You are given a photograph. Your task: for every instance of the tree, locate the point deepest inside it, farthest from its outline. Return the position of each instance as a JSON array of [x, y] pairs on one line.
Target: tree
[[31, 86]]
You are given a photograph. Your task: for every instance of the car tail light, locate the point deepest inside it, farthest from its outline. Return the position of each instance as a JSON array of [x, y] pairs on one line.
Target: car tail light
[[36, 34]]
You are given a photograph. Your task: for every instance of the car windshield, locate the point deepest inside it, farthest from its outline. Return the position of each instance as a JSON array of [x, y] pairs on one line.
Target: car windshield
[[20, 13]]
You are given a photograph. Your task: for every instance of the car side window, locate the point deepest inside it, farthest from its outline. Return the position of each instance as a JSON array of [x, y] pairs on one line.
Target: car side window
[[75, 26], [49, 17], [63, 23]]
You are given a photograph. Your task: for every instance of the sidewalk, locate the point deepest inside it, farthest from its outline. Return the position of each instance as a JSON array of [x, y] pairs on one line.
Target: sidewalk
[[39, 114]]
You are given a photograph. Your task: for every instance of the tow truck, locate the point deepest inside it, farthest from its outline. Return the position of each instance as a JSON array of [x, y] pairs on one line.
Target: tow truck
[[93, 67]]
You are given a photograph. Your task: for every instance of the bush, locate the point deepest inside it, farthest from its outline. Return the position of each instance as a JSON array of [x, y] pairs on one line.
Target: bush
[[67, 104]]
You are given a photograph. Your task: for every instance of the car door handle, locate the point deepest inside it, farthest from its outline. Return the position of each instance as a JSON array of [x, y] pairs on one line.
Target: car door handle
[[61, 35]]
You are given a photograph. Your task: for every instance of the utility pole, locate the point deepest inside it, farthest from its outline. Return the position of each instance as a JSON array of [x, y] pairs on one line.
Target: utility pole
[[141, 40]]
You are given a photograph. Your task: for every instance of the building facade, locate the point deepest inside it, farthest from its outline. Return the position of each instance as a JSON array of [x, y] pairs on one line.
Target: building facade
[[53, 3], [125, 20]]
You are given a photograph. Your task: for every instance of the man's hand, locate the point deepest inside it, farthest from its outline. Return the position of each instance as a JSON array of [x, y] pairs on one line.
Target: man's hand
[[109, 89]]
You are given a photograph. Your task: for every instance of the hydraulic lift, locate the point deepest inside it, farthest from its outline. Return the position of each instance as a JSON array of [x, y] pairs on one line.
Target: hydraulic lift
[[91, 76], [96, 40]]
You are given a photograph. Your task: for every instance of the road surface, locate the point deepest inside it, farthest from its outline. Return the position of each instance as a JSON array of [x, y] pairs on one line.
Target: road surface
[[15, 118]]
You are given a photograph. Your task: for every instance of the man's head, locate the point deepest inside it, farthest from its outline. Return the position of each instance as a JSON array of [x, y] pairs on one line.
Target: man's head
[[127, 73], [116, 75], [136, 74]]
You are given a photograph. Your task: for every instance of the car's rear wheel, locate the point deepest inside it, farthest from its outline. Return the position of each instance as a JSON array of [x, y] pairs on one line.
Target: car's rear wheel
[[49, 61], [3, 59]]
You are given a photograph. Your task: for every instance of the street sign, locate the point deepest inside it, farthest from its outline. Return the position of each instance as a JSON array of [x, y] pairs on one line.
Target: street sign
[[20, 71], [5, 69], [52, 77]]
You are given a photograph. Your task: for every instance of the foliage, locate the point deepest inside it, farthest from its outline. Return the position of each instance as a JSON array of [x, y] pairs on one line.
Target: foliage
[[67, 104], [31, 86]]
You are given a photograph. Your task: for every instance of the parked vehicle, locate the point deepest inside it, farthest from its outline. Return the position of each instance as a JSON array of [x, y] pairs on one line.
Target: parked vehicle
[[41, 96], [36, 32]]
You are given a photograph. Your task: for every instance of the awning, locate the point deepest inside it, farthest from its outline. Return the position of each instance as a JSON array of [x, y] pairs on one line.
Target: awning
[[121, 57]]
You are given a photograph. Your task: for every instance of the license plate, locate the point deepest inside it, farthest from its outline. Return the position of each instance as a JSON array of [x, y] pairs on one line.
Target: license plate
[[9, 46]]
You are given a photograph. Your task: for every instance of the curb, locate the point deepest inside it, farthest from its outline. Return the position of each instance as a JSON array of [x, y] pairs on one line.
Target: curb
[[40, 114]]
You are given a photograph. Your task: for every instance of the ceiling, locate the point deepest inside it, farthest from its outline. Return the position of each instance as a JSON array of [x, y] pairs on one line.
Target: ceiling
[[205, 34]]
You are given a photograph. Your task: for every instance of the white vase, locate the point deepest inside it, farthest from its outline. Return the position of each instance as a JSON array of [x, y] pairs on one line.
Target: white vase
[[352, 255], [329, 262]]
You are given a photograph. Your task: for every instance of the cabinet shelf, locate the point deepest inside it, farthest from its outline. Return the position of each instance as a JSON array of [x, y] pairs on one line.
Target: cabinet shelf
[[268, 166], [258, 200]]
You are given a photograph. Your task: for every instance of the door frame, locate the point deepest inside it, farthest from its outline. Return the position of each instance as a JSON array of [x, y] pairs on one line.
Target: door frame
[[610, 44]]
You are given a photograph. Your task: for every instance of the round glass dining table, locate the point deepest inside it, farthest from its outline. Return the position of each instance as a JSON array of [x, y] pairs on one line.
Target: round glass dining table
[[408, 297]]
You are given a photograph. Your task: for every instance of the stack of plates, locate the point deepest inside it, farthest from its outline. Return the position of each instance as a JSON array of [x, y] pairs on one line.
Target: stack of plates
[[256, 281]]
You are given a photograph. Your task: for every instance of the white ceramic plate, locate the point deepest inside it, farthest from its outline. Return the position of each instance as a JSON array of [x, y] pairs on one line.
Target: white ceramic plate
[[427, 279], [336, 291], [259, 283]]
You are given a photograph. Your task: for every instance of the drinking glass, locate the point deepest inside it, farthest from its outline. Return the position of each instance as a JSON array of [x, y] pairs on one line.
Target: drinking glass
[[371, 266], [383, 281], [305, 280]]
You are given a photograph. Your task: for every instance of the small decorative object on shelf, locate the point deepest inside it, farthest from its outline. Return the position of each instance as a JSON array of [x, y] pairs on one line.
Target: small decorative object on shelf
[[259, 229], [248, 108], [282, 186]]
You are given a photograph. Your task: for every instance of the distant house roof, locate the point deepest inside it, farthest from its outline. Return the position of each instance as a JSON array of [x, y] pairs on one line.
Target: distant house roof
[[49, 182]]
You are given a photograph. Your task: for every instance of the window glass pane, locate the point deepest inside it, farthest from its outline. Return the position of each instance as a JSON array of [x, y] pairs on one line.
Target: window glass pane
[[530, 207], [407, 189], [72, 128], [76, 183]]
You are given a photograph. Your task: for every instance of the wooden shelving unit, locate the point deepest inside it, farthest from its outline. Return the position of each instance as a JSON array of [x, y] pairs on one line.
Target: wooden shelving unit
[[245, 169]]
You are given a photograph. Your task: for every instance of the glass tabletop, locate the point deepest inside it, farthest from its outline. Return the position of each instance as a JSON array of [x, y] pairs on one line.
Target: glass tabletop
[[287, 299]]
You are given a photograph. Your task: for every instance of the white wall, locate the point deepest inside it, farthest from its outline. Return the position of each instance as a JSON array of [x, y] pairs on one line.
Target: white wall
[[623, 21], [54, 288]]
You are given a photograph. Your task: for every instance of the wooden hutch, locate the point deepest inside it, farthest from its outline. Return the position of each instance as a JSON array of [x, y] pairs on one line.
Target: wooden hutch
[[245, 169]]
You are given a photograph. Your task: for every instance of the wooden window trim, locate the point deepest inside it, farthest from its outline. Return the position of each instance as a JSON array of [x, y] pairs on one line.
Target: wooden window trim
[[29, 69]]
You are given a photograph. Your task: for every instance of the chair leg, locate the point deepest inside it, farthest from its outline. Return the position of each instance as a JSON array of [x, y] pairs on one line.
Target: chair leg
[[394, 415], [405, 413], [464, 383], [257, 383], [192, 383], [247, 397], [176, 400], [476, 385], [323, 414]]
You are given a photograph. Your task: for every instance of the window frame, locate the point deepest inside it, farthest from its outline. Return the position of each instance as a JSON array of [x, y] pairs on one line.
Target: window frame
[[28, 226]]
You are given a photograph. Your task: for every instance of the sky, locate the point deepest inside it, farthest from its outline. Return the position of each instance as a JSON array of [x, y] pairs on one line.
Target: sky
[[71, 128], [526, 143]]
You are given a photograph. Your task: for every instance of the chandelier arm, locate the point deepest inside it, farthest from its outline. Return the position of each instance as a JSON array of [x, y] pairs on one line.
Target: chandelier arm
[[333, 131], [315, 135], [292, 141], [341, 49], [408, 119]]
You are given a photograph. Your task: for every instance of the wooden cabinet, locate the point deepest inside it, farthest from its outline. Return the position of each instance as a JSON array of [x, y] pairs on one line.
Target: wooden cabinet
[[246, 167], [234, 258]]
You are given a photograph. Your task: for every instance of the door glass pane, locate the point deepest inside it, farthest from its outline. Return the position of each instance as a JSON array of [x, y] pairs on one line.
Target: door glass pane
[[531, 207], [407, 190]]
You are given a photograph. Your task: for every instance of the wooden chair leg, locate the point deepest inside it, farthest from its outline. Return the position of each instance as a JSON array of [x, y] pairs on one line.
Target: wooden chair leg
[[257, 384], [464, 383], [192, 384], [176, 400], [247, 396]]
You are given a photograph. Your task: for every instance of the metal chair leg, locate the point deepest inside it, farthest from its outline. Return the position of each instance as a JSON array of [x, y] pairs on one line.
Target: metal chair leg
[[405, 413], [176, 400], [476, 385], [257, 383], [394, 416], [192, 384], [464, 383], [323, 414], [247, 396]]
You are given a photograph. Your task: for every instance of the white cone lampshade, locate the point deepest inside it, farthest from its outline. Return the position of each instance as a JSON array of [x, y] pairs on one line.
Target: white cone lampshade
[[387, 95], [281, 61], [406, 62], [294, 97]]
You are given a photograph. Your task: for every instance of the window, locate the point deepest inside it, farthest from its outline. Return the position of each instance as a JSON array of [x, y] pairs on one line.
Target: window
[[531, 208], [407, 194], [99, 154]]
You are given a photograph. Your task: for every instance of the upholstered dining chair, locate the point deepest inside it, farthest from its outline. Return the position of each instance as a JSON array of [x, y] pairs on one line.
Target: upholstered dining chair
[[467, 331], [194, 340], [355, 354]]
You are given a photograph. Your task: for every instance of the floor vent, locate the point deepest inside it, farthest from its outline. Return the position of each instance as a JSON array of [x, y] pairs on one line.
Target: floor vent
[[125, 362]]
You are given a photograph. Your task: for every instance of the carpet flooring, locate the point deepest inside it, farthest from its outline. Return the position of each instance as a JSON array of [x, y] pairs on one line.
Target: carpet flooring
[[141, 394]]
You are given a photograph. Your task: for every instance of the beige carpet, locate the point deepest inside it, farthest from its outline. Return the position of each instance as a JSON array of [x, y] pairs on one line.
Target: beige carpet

» Work task: The string "beige" may occur in the listing; show every line where it does.

» Output for this exercise:
You are given a photograph. Your task: for every instance of the beige carpet, locate the point deepest inside it, farthest from its outline. Return the position of each instance as a JSON array of [x, y] pairs on one line.
Target: beige carpet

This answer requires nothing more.